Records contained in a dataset
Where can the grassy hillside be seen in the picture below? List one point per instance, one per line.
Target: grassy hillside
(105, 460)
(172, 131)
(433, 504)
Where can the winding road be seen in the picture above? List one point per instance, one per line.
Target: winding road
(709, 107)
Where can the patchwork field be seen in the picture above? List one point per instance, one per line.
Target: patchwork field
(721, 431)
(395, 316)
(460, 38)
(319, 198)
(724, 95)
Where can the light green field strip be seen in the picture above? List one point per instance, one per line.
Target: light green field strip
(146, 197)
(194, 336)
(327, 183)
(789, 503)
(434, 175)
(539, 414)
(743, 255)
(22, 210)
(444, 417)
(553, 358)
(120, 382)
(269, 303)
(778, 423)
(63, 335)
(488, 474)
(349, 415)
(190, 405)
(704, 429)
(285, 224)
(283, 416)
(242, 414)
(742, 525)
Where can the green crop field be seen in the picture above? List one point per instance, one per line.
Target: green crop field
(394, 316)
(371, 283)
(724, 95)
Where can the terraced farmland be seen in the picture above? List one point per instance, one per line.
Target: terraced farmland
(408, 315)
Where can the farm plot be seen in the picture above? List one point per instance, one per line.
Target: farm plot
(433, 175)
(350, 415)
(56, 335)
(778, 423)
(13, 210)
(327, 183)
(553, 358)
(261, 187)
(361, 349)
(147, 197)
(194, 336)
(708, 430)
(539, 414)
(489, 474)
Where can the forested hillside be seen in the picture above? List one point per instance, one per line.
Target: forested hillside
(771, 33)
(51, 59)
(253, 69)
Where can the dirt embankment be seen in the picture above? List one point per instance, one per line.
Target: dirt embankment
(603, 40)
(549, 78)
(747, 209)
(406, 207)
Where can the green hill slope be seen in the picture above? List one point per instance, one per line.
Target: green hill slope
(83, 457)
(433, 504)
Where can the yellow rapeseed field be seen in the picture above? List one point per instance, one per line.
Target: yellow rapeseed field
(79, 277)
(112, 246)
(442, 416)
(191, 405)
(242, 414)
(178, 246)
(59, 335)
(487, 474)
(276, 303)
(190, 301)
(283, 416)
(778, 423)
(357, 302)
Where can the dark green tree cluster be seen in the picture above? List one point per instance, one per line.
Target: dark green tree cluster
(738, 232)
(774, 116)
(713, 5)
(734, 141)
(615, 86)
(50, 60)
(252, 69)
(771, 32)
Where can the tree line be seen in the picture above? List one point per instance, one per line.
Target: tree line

Task objective: Every line of the entries that includes "above" must be copied into the answer.

Output of the task:
Where can the winding road be seen in the picture above? List one point per instance, one per line.
Where can the patchwork field be seen in the picture above? List one point per instance, one per line.
Where can the light green field strip be seen in the picture above? List one point per instance, one per line.
Where can the green crop field be seen in the picture above? List one point per instance, one per line.
Where can the terraced farmland be seen in the picture above? List one point per instance, one per line.
Where can the farm plot be seen in the picture above? List one point per instance, one per line.
Where can the forested hillside be seen in the picture above? List one point per instance, one per line.
Where can the dirt embankment be seen in the picture above? List one point per instance, one per line.
Where can the green hill slope be seen in the picture above? List one point per instance, one per line.
Where can the yellow rapeseed field be seen in the picture above? List one point per instance, one per line.
Where can the dark green tree cluster be seen in the picture above? List one point per instance, one per line.
Where can the tree line be seen in the picture above? List one point per instance, one per line.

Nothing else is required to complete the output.